* PROBLEM TO SOLVE:
Write out all of the records precisely. Skip anything that is a picture.

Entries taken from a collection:

··········

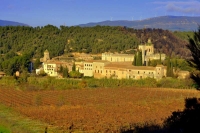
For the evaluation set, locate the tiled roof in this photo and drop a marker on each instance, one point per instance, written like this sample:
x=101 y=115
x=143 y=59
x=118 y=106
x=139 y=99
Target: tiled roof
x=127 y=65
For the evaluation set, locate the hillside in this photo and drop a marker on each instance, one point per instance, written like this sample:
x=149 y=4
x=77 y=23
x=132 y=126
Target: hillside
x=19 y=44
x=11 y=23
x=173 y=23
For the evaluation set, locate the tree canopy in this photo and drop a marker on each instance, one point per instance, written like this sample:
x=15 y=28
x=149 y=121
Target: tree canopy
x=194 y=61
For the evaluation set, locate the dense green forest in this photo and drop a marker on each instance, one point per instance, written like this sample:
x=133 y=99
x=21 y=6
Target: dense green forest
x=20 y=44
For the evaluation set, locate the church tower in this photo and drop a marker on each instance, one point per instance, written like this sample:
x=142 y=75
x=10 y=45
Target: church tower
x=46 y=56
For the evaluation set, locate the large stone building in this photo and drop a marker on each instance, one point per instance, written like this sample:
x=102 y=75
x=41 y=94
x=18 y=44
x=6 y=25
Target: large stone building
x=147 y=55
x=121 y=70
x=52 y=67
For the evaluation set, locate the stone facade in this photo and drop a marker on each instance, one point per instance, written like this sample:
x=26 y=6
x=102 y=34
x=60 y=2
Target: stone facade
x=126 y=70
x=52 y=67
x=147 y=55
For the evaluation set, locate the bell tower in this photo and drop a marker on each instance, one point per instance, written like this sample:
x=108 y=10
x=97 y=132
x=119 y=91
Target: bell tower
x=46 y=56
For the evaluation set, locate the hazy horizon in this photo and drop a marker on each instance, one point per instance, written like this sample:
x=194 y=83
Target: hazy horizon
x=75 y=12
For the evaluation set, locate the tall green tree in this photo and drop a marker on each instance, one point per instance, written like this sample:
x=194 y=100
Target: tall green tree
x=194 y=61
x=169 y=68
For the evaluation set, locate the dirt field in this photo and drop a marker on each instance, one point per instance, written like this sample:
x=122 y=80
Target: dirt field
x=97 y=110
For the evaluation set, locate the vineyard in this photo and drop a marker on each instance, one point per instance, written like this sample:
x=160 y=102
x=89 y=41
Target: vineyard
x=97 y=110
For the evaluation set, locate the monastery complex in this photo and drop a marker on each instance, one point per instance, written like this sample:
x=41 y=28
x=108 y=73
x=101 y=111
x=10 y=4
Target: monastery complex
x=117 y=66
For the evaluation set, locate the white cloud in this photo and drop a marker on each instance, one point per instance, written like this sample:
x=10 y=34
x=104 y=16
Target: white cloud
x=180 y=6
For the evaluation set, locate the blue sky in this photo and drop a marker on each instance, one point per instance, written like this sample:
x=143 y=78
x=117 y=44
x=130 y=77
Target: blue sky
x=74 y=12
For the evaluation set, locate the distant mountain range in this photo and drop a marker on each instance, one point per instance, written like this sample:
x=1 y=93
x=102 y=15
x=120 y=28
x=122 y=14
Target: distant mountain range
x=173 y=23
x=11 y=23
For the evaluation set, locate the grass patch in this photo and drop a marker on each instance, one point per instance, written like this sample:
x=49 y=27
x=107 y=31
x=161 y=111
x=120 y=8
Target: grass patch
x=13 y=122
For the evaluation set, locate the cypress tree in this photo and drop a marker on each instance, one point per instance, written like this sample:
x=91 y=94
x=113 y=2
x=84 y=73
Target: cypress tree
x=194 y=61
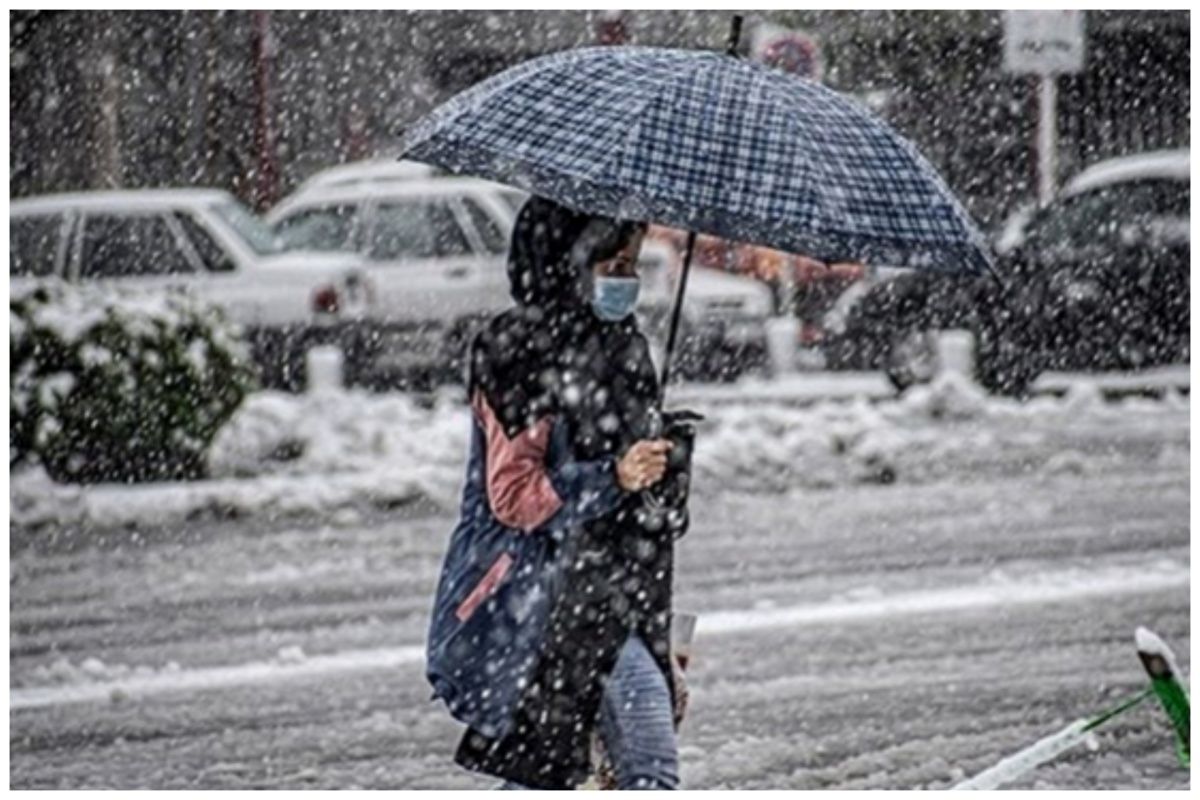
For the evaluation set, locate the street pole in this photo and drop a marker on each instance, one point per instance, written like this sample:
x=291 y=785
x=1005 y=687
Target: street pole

··········

* TASK ANSWER:
For the evaluation set, locate the tiled roof in this photo and drop a marker on each instance, one point per instance, written like this sample:
x=101 y=115
x=143 y=59
x=118 y=106
x=139 y=99
Target: tiled roof
x=127 y=65
For the evaluation set, locate the hillside in this photo and drop a marker on each instance, one point per instance, written like this sample:
x=149 y=4
x=77 y=23
x=132 y=126
Target: hillside
x=19 y=44
x=11 y=23
x=173 y=23
For the evaluation set, locate the tree canopy in this photo and drop a marker on each instance, one point per instance, written like this sample:
x=15 y=28
x=149 y=121
Target: tree canopy
x=194 y=61
For the evaluation set, locate the dense green forest in this photo and drop a marker on each instance, one point per instance, written like this sample:
x=133 y=99
x=21 y=6
Target: dense green forest
x=20 y=44
For the evaluation set, locate the church tower in this photo and drop a marker on each instance, one point per instance, written like this sample:
x=142 y=75
x=10 y=45
Target: church tower
x=46 y=56
For the evaluation set, locate the large stone building in this photo and drop a marker on each instance, one point per instance, written like this sample:
x=102 y=75
x=41 y=94
x=18 y=44
x=6 y=25
Target: large stone building
x=147 y=55
x=121 y=70
x=52 y=67
For the evaluation set, locate the stone facade in this photo and drop a marker on each instance, one point per instance, written like this sample:
x=26 y=6
x=102 y=34
x=60 y=2
Target: stone facade
x=126 y=70
x=52 y=67
x=147 y=55
For the evaluation set, locate the bell tower in this photo and drop a marker on each instance, one point per instance, written like this sample:
x=108 y=10
x=97 y=132
x=119 y=91
Target: bell tower
x=46 y=56
For the evaluation set, locate the hazy horizon in this photo and drop a marker on each instance, one point per instance, written like this sample:
x=194 y=83
Target: hazy horizon
x=75 y=12
For the evaluation set, locate the tall green tree in this photo and drop a marker on each instance, one point per instance, written like this sample:
x=194 y=100
Target: tall green tree
x=194 y=61
x=169 y=68
For the evaluation set, locate the dirt field in this photo and drop a marker on each instance, one point per instance, written like this sample:
x=122 y=80
Target: dirt field
x=97 y=110
For the evaluation set, locate the vineyard in this photo and drop a marker on each instance, one point per instance, written like this sample:
x=160 y=102
x=89 y=41
Target: vineyard
x=97 y=110
For the evaluation set, locate the monastery complex in this photo and drop a marker on each instance, one point per instance, written like this sample:
x=41 y=28
x=108 y=73
x=101 y=111
x=10 y=4
Target: monastery complex
x=117 y=66
For the evaluation set, locate the white cloud in this photo and drop a marker on each instance, one point per instance, written like this sample:
x=10 y=34
x=104 y=16
Target: white cloud
x=180 y=6
For the evaluation set, locate the blue sky in this photo and drop a marker on each instance, one point per instance, written like this sample:
x=143 y=78
x=117 y=44
x=130 y=77
Target: blue sky
x=74 y=12
For the evaluation set, locate the distant mountain range in this photo and drop a marker on each instance, one point per instance, written like this sample:
x=1 y=93
x=102 y=15
x=120 y=28
x=122 y=14
Target: distant mountain range
x=173 y=23
x=11 y=23
For the evaluation set, locate the grass patch in this photo and drop a marker on each instance, one point per instance, written like this sample:
x=49 y=27
x=107 y=31
x=161 y=111
x=120 y=8
Target: grass patch
x=13 y=122
For the evaluation set, locate the cypress tree in this photo and drop a marker on each instance, one point per instance, written like this sample:
x=91 y=94
x=113 y=2
x=84 y=73
Target: cypress tree
x=194 y=61
For the evaluation set, locate the street pole in this photo and drop a marker on each instance, one point per instance, written like this sample:
x=291 y=785
x=1005 y=687
Target: street pole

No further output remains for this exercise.